• _Exercise aim_
Rewrite the section of the data below that begins with the line containing "Question. The photo above holds the scooter headlight." and runs to the end of the data, both ends included. Scale each coordinate by 1.15, round to the nearest whole number with halves going up, and keep every line without coordinates as it is.

• _Exercise material_
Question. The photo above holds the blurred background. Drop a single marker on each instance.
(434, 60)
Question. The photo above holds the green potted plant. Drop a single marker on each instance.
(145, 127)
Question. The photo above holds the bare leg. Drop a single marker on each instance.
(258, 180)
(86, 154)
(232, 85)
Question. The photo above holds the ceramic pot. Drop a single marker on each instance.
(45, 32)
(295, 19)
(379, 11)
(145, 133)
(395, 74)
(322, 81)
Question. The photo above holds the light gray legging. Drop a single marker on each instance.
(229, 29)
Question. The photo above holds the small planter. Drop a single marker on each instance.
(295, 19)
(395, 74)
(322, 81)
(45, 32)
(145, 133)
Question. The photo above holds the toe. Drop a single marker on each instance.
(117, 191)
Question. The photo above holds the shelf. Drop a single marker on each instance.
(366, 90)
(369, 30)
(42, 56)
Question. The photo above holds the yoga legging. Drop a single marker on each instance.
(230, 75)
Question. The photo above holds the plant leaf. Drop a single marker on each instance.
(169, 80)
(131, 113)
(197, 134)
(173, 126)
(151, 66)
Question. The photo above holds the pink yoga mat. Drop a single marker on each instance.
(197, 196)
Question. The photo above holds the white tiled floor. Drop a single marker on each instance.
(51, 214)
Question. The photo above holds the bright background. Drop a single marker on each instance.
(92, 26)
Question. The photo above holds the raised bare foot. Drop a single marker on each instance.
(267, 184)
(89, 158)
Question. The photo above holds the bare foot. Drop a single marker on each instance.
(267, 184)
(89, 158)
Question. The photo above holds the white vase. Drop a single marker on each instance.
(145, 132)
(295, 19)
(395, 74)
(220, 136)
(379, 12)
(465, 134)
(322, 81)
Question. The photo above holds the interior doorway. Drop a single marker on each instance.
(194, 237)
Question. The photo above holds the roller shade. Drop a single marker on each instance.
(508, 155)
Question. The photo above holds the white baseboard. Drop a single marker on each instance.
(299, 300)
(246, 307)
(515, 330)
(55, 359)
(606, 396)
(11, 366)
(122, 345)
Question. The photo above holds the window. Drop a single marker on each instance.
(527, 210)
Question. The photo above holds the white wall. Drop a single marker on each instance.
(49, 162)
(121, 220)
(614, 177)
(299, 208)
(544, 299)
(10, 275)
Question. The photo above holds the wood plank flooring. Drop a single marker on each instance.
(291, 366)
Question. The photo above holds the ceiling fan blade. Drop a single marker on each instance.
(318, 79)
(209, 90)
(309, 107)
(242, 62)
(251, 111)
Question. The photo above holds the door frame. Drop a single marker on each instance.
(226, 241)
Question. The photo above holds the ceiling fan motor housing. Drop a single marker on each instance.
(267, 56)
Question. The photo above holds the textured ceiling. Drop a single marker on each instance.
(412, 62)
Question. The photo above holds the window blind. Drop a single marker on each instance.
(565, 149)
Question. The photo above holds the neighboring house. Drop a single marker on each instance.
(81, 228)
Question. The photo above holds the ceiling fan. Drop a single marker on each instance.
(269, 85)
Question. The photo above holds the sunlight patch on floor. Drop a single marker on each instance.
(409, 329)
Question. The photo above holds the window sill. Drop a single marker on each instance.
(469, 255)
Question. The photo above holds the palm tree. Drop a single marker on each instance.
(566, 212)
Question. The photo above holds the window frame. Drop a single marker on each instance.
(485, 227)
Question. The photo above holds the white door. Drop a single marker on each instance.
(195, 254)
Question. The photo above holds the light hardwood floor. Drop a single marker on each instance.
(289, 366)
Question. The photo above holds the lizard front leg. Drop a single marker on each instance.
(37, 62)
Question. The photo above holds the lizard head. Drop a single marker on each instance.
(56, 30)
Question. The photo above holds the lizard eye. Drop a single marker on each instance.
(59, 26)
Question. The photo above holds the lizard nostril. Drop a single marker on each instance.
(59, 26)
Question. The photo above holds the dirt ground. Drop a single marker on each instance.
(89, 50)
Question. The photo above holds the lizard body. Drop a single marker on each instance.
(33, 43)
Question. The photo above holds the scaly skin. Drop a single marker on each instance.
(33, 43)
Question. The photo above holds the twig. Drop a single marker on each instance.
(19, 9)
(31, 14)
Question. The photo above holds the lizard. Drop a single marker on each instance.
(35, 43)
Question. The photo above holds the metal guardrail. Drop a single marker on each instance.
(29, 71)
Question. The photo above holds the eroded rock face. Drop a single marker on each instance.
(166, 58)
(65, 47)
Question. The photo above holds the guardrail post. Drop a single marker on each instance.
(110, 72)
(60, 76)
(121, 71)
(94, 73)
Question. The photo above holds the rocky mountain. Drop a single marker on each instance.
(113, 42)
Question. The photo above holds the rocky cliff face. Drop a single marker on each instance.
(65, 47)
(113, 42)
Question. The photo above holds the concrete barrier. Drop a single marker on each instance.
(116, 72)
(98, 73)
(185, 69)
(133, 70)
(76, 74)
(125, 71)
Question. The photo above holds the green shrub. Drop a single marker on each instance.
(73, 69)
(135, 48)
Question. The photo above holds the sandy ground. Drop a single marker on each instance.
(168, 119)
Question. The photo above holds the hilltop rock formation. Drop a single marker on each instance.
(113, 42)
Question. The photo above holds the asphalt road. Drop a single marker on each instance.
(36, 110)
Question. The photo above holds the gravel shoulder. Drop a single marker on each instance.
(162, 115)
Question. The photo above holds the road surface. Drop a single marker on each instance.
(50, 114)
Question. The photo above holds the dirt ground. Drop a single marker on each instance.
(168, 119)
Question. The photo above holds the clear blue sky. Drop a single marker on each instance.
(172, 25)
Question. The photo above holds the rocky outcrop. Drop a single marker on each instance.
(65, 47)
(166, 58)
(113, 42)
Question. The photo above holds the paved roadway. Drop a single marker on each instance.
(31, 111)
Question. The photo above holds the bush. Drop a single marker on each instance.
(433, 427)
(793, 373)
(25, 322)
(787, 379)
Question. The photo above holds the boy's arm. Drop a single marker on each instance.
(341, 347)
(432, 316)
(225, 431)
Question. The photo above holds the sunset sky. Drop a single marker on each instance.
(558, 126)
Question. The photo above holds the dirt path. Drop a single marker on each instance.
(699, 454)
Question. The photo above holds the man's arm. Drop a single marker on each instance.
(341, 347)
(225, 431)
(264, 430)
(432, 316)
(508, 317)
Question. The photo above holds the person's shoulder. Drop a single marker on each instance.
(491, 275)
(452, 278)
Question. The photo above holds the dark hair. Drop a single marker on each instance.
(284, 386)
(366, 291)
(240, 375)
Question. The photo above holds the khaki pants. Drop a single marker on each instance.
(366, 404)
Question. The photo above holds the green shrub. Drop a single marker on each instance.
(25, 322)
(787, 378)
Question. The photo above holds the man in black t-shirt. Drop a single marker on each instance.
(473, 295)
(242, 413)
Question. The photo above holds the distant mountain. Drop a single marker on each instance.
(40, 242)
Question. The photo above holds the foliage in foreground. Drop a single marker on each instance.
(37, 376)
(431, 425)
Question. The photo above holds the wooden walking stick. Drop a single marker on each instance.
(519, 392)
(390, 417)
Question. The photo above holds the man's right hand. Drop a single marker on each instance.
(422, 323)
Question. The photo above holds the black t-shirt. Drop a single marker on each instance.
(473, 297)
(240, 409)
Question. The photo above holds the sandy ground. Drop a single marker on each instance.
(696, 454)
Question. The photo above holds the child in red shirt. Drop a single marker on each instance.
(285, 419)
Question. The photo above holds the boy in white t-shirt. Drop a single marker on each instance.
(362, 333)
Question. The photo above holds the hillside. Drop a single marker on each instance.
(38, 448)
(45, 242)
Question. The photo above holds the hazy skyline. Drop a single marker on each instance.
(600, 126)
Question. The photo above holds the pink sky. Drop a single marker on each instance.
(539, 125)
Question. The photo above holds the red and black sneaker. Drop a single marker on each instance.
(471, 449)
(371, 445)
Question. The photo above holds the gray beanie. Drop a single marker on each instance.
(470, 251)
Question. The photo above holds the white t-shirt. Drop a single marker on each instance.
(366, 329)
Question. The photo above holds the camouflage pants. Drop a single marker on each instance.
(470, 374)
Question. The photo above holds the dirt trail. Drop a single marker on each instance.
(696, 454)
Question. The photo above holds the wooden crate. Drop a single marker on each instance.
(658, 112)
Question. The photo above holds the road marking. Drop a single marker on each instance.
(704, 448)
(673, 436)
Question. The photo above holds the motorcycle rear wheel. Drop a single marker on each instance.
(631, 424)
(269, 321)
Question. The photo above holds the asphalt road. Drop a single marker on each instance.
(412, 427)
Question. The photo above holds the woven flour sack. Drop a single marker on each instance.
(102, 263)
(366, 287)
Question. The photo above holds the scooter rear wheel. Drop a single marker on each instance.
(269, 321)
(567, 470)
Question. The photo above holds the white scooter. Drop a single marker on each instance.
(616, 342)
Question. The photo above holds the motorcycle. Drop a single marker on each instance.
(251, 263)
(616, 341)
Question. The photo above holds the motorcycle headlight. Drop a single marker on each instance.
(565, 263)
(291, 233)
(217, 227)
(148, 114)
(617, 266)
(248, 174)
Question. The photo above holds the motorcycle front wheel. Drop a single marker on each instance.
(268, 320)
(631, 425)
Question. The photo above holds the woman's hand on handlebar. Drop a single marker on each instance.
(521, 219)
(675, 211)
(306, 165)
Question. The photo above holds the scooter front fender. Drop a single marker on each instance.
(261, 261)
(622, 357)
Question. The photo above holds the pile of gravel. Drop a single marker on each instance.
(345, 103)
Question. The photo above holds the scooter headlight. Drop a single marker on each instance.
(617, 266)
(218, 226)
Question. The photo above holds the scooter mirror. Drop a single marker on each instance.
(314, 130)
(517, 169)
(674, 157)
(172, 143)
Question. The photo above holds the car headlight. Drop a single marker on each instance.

• _Exercise result_
Question. The photo above holds the scooter headlight. Drop a single marker on each instance.
(710, 306)
(251, 260)
Question. The photo above holds the scooter mirror. Drop a single marker on each instance.
(361, 150)
(595, 194)
(775, 181)
(198, 164)
Question. The photo above holds the car headlight. Drop a single marker on each instance.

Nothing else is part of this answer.